Exercise aim:
Go to the line below that contains "bark in the photo above.". From there to the end of the records, reproduce each line exactly, except the pictures.

(Point-per-instance localization data)
=-=-=-=-=

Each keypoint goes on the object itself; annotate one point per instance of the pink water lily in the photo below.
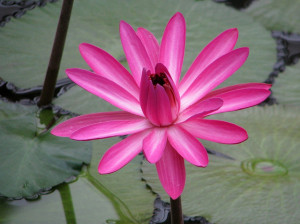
(162, 115)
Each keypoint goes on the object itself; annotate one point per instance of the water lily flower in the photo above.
(163, 116)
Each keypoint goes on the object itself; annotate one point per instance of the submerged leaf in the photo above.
(277, 14)
(260, 185)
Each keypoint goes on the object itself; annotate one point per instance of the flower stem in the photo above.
(56, 54)
(66, 197)
(176, 211)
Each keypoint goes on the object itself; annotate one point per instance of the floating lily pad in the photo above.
(125, 185)
(277, 14)
(79, 101)
(286, 88)
(259, 185)
(78, 202)
(32, 160)
(25, 43)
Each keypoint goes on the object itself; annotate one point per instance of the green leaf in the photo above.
(25, 43)
(78, 202)
(126, 184)
(277, 14)
(262, 182)
(286, 87)
(31, 160)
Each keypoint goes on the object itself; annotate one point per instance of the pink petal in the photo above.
(150, 43)
(104, 64)
(213, 75)
(122, 153)
(219, 46)
(172, 46)
(154, 144)
(252, 85)
(135, 51)
(171, 172)
(110, 129)
(216, 131)
(67, 128)
(163, 106)
(241, 99)
(187, 146)
(105, 89)
(200, 108)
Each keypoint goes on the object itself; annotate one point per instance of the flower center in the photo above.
(160, 79)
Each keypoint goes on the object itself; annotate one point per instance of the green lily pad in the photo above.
(286, 87)
(78, 202)
(25, 43)
(259, 185)
(277, 14)
(32, 160)
(125, 185)
(79, 101)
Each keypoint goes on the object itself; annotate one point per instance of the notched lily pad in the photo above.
(25, 44)
(31, 159)
(261, 185)
(286, 88)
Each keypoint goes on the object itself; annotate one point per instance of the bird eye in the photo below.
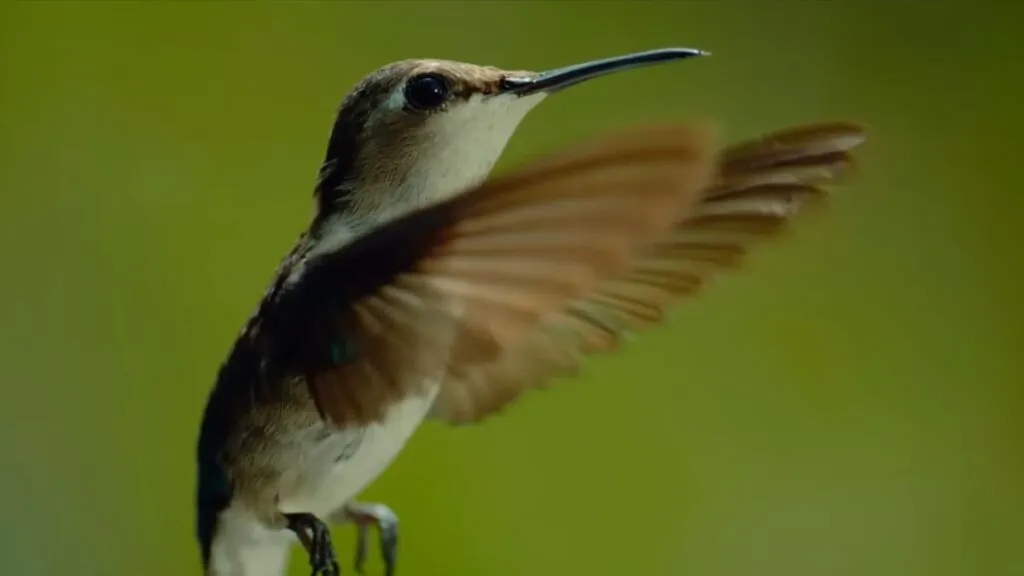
(426, 91)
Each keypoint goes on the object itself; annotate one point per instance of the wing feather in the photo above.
(760, 187)
(461, 283)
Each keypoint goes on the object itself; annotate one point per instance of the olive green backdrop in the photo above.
(850, 404)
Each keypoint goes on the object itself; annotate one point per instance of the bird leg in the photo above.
(365, 516)
(315, 537)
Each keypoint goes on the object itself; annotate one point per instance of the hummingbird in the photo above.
(425, 288)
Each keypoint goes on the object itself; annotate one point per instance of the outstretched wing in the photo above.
(463, 282)
(760, 186)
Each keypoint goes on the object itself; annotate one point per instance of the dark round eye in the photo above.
(426, 91)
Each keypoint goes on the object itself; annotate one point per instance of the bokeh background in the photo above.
(850, 404)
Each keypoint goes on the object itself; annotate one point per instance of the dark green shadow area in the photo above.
(850, 404)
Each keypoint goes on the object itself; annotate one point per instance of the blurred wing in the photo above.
(761, 184)
(459, 283)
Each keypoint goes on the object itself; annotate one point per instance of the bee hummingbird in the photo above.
(423, 289)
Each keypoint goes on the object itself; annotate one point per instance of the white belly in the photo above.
(343, 464)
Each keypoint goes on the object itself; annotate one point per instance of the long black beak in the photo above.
(554, 80)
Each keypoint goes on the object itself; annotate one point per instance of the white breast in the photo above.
(344, 463)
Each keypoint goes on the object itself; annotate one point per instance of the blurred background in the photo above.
(849, 404)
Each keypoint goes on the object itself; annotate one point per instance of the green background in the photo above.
(850, 404)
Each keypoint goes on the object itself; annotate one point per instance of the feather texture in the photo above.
(760, 187)
(467, 282)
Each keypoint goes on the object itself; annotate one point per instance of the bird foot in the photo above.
(365, 516)
(315, 537)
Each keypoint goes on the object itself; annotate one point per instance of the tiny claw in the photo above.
(315, 537)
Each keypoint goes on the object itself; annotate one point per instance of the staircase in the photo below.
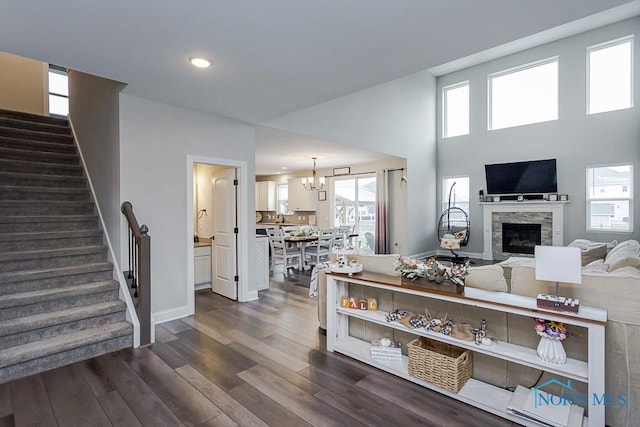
(58, 301)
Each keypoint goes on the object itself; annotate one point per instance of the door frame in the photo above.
(243, 224)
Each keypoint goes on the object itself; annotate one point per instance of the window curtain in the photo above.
(382, 244)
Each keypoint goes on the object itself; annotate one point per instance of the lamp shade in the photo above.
(558, 264)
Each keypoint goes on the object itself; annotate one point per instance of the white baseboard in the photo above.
(250, 296)
(171, 314)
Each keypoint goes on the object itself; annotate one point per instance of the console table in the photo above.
(476, 393)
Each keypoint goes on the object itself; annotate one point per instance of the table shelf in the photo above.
(476, 393)
(574, 369)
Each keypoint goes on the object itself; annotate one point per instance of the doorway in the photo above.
(216, 196)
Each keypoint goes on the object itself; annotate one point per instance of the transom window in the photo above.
(610, 198)
(524, 95)
(610, 76)
(283, 199)
(455, 110)
(459, 192)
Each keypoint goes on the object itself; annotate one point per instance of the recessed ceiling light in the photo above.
(200, 62)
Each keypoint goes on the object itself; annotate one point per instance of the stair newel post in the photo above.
(140, 268)
(130, 242)
(134, 283)
(144, 283)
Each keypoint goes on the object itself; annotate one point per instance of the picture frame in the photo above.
(342, 171)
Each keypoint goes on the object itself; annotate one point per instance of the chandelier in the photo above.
(313, 183)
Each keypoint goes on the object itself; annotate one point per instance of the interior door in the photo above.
(224, 255)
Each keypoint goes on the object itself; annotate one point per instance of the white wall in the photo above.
(93, 109)
(24, 84)
(576, 140)
(156, 141)
(395, 118)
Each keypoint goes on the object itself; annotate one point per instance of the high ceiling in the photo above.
(270, 57)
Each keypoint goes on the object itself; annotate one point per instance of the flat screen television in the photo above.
(532, 177)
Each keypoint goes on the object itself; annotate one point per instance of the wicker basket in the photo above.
(442, 364)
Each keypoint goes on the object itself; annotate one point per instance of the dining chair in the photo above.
(342, 236)
(319, 251)
(281, 252)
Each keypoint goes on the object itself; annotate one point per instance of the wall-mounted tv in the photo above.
(532, 177)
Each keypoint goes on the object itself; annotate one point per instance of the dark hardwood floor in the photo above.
(253, 364)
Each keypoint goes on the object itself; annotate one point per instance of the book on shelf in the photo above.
(523, 404)
(383, 353)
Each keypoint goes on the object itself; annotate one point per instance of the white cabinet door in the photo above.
(301, 199)
(266, 196)
(202, 265)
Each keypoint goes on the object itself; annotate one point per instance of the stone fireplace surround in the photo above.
(549, 214)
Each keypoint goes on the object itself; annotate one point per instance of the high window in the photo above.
(455, 110)
(610, 198)
(524, 95)
(459, 192)
(610, 74)
(58, 91)
(355, 205)
(283, 199)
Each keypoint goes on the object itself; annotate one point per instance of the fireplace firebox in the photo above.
(521, 238)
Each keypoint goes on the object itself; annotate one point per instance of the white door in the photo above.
(223, 250)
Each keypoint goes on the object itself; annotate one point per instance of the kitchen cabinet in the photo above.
(202, 264)
(266, 196)
(476, 393)
(301, 199)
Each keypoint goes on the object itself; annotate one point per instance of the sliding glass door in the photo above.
(354, 201)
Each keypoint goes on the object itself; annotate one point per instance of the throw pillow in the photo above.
(625, 254)
(487, 277)
(630, 261)
(590, 250)
(593, 254)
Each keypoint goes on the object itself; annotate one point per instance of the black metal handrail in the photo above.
(139, 274)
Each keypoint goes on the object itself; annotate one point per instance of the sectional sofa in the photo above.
(612, 282)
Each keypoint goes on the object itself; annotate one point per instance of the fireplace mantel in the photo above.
(488, 208)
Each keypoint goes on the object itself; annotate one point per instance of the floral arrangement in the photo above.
(551, 329)
(433, 270)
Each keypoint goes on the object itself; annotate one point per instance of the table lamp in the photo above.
(558, 264)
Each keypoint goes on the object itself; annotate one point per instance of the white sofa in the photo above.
(612, 283)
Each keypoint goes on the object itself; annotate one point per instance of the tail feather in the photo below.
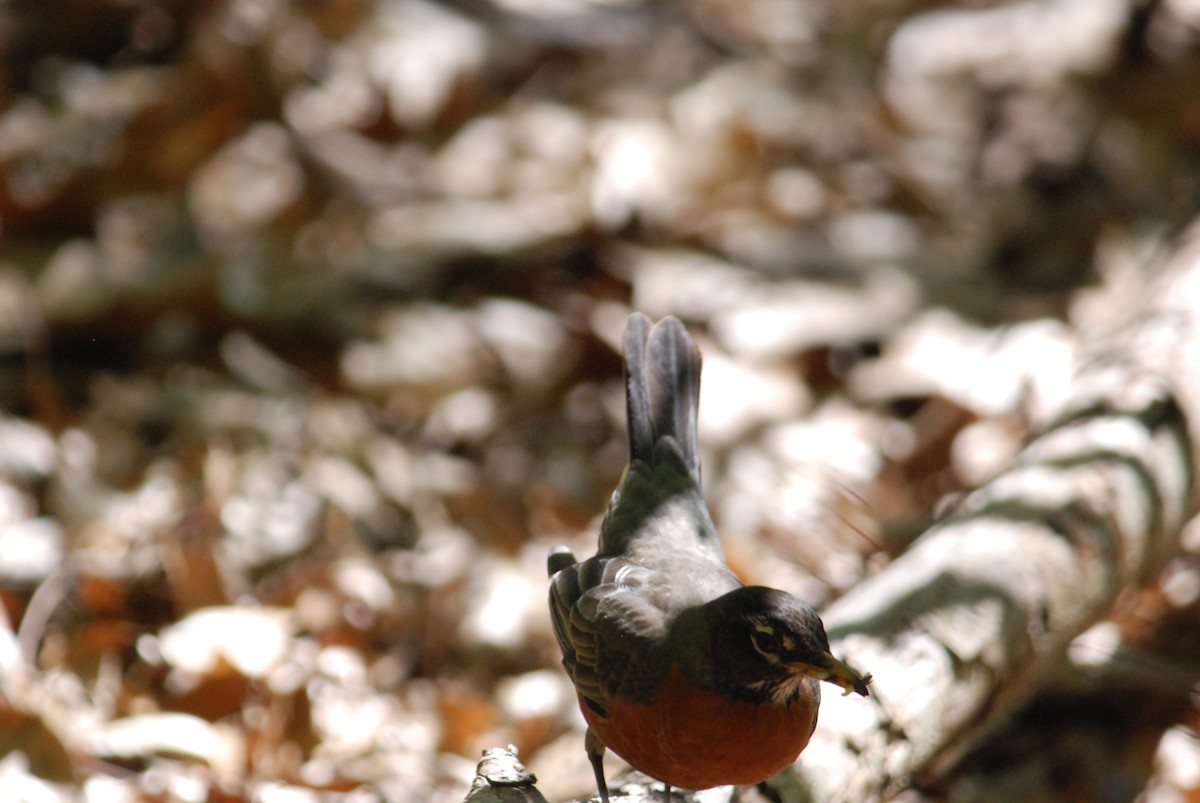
(661, 387)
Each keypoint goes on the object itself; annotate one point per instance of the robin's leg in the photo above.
(594, 748)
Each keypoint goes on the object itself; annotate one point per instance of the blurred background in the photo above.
(309, 315)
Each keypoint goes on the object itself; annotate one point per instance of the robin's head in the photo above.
(767, 645)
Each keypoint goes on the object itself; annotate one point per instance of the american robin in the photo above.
(687, 673)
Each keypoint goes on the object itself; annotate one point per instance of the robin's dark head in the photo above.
(768, 646)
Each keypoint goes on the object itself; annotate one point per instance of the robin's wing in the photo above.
(611, 631)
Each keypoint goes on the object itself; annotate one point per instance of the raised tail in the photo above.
(661, 388)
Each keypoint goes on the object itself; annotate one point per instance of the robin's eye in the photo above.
(766, 642)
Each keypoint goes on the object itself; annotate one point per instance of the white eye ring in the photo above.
(766, 642)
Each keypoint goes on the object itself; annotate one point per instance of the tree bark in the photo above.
(966, 624)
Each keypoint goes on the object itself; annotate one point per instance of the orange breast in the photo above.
(695, 738)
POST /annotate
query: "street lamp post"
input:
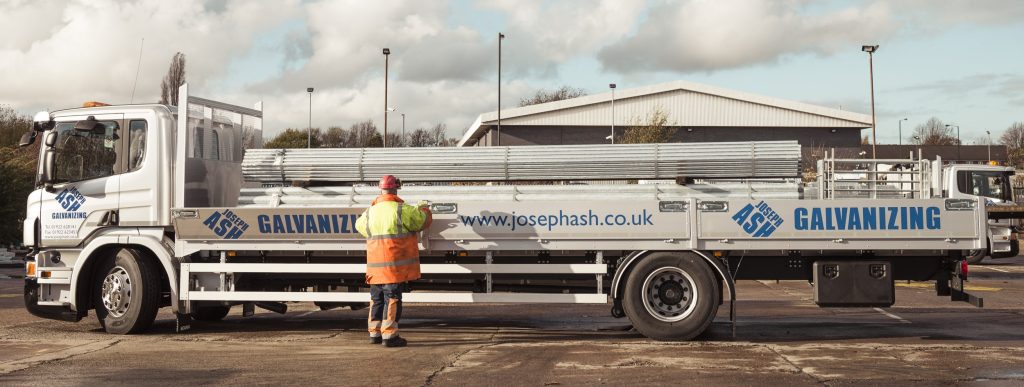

=-=-=-=-=

Solution for this exercise:
Each keypoint goes on the object itself; annotate one point per instance of the tree bark in the photo above.
(966, 624)
Each keypoint goes on the object itself; annotate one point per instance of the orange breast in the photo above.
(695, 738)
POST /annotate
query: "street lamp post"
input:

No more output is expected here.